## [PROBLEMS TO SOLVE]
- 1) In the blog post, give the stretch from "so moving onto" through "what to expect." again with "pink pants" switched to "striped pants".
- 2) Please explain, in one to three sentences, why the writer of the blog post didn't recognize the ed psych room at first.

++++ PROVIDED PASSAGE

Tuesday, January 10, 2012

we, with our labeled lives, like literature?

this has the potential to get really weird really fast.

it also has a lot of ideas that i have in my head that are interconnected, but possibly only interconnected in my head.

please, bear with me while i jumble all of this together in a mad rush.

so yesterday was the first day of the semester, and my classes are looking something like this.

modern american literature. (thank goodness modern means after 1945.)
educational pyschology. (to understand students?)
reading, writing, and research. (that's exactly what it sounds like. reading. writing. and research.)
poetry workshop. (haven't been there yet. that's on thursday.)

so i'm going to start off by saying that ed psych is going to be interesting. at a school as small as mine, if you're in the education department, you all know each other. so my class is basically "alma's class of 2014 future teachers in the same room twice a week."

halfway through class i realized that room was my philosophy classroom from last semester. i just didn't recognize it because i hardly went to that class, and when i did, i sat in the very front and wrote down every funny thing dr. stratton said, including, "i think that granny smith apples are just about the most orgasmic things on the planet. have any of you ever had an orgasm? you don't have to raise your hands, just think about it and smile."

so american lit was the first class that i went to. i have it with dr. vivian, that fabulous creative writing professor that i've blogged about before. he opened the class with the same interesting poem, and once again, told us that we had to recite a poem in front of the class.

i am not allowed to use the same poem. i was highly distraught because i don't think another poem can fit into my life so neatly.

from there, he talked about all eleven text books (i currently have five of them) and how we were going to start reading "grasses of a thousand colors" by wallace shawn. now, don't tell me that you don't know who wallace shawn is.

he's the guy in the princess bride who yells INCONCEIVABLE! he's also the voice of rex in toy story.

if you still don't know who wallace shawn is, i am incredibly sorry that have you not seen either of those two movies.

so today, this play, "grasses of a thousand colors", comes in the mail, and i pick it up all happy because i have to have fifty pages read by wednesday, and whattyaknow, it's tuesday. so i start reading this play.

it's this guy. and he's standing on stage in his pajamas and he's just talking to his audience about whatever. i'm thinking that he's a very interesting person with some interesting insights. for instance, he talks about the audience as becoming a box of chocolates. i thought that was very strange and slightly illuminating.

and then suddenly he's a sex addict and there's five whole pages where he's talking about his relationship with his penis and he's having sex with a cat, and apparently, cat sex is so awesome that he orgasmed so much that he blacked out.

PLEASE. BEAR WITH ME. I AM AS CONFUSED AND DISTURBED AS YOU ARE.


so moving onto reading, writing, and research and forgetting that i ever typed any of that.

so dr. aspinall is one of my favorite professors even though i've never had him. i'm going to have the pleasure of traveling to europe with him when i'm twenty-one. he's well-loved throughout the campus. he's a shakespeare nut. he wears pink pants. it was my first class with him, and when jacob (the boyfriend not the best friend) and i walked into his class, we didn't know what to expect.

++++++++
++++ RAW RECORDS

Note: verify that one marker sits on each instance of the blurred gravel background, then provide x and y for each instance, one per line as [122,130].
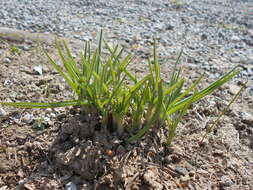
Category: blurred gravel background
[211,32]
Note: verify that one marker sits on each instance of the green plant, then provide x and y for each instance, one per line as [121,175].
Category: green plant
[15,50]
[107,88]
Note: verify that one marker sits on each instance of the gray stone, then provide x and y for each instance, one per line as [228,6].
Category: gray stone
[233,89]
[247,118]
[71,186]
[2,112]
[226,181]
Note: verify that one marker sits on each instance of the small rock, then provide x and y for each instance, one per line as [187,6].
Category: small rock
[234,89]
[2,112]
[226,181]
[28,118]
[38,70]
[3,188]
[181,170]
[71,186]
[203,37]
[218,153]
[235,39]
[247,118]
[235,59]
[7,60]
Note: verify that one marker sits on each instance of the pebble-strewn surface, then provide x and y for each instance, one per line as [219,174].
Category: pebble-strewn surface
[210,32]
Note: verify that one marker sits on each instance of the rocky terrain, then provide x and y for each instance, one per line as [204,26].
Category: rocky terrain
[214,35]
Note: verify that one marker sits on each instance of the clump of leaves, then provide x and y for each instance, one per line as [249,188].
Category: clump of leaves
[15,50]
[106,87]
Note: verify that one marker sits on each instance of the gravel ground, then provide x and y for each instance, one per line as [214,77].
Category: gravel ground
[215,36]
[206,30]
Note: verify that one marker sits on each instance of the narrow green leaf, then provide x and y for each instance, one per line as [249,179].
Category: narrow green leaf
[44,105]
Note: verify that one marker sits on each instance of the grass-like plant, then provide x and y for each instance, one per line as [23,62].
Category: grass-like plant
[106,87]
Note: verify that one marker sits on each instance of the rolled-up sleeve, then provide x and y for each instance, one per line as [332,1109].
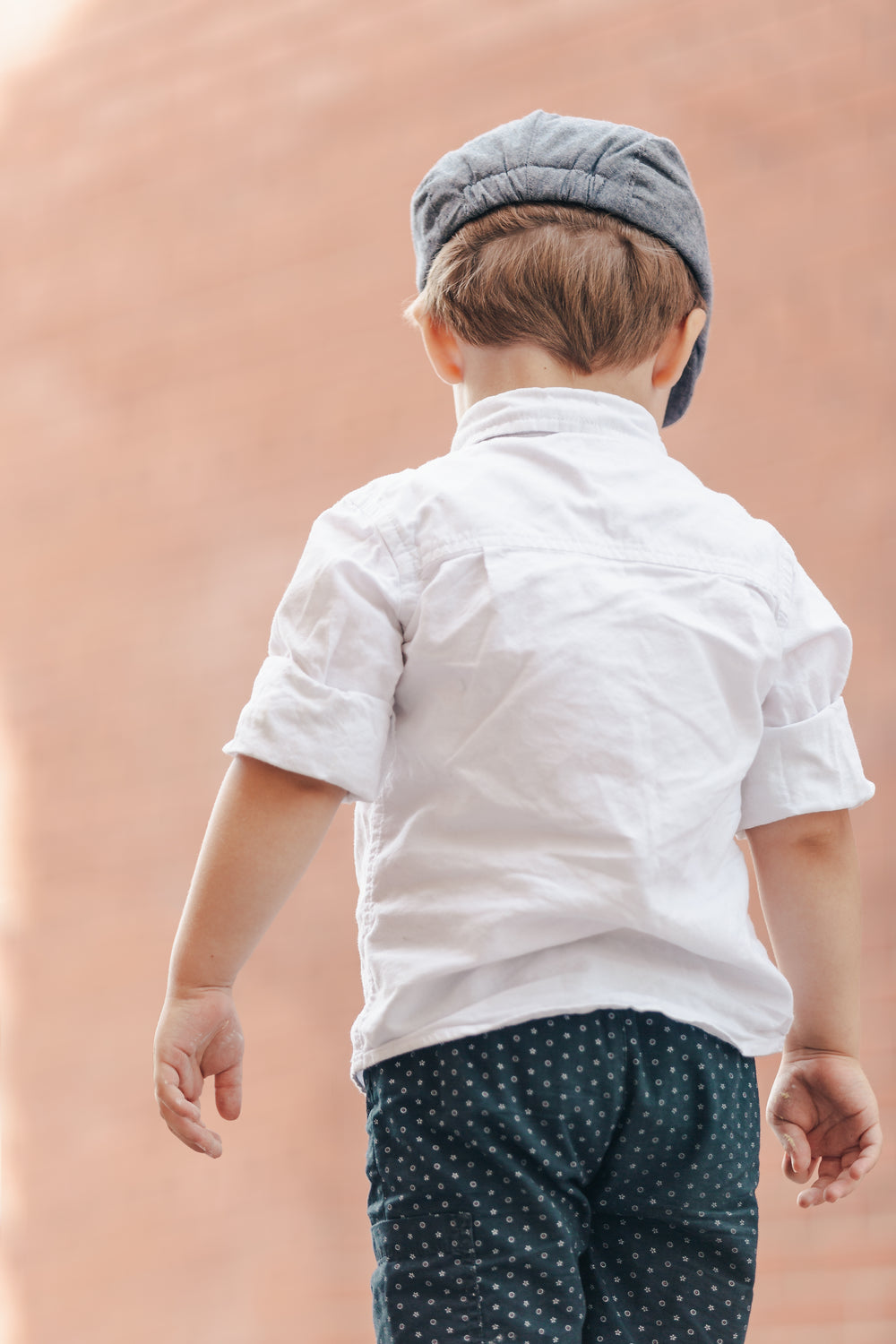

++++++++

## [RESPONSES FOR EACH TASK]
- 1)
so moving onto reading, writing, and research and forgetting that i ever typed any of that.

so dr. aspinall is one of my favorite professors even though i've never had him. i'm going to have the pleasure of traveling to europe with him when i'm twenty-one. he's well-loved throughout the campus. he's a shakespeare nut. he wears striped pants. it was my first class with him, and when jacob (the boyfriend not the best friend) and i walked into his class, we didn't know what to expect.

- 2) It had been the writer's philosophy classroom the previous semester, but the writer hardly went to that class. On the few days the writer did go, the writer sat in the very front and wrote down every funny thing Dr. Stratton said.